━━ Material for this exercise ━━

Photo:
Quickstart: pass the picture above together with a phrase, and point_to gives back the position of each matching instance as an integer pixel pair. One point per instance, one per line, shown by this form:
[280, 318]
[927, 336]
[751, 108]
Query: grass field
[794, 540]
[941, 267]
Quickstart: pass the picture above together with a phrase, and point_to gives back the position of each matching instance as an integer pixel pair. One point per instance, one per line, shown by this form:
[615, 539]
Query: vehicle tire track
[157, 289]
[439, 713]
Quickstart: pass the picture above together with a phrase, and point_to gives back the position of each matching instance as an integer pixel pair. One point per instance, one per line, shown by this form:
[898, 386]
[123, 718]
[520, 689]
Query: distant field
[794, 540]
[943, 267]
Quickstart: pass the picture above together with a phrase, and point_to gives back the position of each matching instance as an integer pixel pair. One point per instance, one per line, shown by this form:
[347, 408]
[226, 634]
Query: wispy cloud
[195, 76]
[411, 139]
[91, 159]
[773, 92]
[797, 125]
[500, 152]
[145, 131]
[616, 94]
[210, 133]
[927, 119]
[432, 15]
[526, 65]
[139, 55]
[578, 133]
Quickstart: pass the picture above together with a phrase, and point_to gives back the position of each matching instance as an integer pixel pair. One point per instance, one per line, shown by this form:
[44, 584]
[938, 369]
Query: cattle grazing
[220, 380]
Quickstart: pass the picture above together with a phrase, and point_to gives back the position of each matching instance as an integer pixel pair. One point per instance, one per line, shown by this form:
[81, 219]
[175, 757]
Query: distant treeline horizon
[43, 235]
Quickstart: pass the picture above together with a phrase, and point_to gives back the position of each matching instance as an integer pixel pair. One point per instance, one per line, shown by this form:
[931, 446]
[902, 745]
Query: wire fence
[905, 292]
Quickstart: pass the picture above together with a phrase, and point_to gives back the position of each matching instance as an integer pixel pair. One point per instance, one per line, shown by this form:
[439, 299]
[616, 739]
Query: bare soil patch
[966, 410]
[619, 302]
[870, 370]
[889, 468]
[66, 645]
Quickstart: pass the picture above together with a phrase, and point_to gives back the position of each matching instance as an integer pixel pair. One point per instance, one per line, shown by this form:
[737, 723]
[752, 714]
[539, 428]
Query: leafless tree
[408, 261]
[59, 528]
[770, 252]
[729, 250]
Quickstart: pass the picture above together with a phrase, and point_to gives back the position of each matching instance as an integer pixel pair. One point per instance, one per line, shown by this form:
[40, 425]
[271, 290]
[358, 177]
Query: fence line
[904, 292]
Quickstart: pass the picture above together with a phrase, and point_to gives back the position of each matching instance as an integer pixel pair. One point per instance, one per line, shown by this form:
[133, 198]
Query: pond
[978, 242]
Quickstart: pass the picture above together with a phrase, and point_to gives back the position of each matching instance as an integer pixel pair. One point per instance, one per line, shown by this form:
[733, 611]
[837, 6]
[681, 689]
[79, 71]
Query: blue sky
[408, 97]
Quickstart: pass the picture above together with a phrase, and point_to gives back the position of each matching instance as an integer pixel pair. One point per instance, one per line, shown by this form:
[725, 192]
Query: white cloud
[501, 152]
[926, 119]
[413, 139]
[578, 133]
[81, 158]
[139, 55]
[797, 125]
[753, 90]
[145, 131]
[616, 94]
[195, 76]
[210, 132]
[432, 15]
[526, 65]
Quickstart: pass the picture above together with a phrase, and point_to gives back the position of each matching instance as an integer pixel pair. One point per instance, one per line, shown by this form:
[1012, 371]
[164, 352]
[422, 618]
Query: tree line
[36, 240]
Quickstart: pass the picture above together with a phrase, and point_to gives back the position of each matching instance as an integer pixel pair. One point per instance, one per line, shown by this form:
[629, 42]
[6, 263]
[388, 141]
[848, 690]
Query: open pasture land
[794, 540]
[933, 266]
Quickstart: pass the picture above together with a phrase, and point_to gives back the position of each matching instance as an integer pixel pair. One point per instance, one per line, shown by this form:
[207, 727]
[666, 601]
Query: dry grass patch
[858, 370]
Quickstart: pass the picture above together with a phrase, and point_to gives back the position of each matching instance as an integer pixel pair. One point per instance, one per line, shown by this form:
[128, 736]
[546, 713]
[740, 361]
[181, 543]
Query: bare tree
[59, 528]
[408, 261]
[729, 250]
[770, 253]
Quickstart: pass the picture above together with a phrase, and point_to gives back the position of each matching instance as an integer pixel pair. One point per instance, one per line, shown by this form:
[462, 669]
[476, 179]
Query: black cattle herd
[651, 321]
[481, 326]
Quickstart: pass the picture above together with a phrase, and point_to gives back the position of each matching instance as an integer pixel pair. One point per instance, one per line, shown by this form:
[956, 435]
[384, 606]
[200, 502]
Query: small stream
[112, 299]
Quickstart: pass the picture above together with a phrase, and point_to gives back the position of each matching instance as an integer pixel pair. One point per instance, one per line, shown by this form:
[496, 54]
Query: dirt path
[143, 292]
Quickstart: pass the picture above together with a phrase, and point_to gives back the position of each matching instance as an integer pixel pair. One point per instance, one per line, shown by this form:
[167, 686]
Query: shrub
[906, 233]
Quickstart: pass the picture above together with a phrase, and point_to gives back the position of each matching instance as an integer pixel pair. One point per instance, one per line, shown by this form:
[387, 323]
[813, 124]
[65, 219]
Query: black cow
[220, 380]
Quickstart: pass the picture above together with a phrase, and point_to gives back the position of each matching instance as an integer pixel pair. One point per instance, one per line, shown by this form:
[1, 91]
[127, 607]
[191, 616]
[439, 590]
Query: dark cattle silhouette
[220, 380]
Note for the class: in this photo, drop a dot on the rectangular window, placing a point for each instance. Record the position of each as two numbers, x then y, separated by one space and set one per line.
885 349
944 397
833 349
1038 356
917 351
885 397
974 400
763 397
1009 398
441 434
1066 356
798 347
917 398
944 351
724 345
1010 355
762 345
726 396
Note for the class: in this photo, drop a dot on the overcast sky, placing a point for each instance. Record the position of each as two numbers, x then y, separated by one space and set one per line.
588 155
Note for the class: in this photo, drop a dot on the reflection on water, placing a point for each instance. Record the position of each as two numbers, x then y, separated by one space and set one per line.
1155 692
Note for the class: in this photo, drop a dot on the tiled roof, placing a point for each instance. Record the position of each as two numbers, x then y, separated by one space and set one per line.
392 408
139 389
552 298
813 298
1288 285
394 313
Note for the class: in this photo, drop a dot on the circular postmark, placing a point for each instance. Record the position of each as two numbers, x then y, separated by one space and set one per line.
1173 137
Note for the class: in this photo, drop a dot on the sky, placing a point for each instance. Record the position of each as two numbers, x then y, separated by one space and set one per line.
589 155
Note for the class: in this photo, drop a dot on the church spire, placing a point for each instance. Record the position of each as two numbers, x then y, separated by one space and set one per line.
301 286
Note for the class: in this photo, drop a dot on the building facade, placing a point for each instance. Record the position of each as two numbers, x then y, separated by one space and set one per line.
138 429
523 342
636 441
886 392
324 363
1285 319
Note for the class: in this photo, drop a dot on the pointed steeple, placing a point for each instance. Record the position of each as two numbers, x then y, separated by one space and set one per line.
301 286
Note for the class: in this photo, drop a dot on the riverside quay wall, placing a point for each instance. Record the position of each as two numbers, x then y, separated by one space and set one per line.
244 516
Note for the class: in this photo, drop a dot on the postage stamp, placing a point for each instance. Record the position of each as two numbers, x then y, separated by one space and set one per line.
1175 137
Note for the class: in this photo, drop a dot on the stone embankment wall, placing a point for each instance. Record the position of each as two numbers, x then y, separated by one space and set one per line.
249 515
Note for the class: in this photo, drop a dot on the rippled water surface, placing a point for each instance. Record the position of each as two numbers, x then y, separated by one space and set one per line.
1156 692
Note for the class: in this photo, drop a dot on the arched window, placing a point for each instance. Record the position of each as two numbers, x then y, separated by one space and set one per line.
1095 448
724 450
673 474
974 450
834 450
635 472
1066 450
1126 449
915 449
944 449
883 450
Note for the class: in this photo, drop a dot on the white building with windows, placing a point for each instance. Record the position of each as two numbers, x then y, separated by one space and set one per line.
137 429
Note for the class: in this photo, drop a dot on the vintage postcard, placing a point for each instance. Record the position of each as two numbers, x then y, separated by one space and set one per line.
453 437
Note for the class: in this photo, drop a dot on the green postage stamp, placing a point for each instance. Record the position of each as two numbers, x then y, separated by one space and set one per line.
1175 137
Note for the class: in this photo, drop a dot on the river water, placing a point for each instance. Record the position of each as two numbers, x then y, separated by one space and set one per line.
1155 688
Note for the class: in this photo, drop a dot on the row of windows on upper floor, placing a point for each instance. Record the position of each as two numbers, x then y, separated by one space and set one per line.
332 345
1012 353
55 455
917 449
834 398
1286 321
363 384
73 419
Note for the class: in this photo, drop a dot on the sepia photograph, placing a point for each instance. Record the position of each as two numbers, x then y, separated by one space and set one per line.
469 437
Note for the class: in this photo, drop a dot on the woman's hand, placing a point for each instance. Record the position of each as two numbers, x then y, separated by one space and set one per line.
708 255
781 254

━━━

**What this task involves**
Repeat precisely the lines of the data starting at the one containing "on the white", last line included.

**Output for this task**
Note for the class: in this photo, drop a dot on the white building with windows, placing a point for each instance. Record the position of each as two numbers, x then y, separated by one space and set one per line.
137 429
Note for the class: in this photo, drop a dot on the vintage postcard, placing a point for each instance. Record the position of each as two numbers, x then y, separated by one space and set one per line.
453 437
Note for the class: in this photo, drop a dot on the green postage stamp, placing a point for each instance. Record the position of each as two numbers, x then y, separated by one space and set one per line.
1175 137
Note for the class: in this photo, drop a dot on the river water, placing a point for each instance. Record the position of each as two numbers, x then y, separated by one space and set one per line.
1155 688
Note for the class: in this photo, drop a dot on the row of windows on upper floor, placing a point for each instance. Record the position of each as two numbers, x then y, separated by one space and set one per line.
332 345
1012 353
55 455
917 449
834 398
1286 321
363 384
73 419
Note for the class: in this photo, drop a dot on the sepia photograph, placing a point for each instance. Record the position of each as two numbers, x then y, separated by one space and set one per line.
469 437
Note for the class: in this photo, drop a dot on the woman's hand, placing a point for each instance. Record the position of each as two numbers, x then y, separated by one space and set one per line.
708 255
781 254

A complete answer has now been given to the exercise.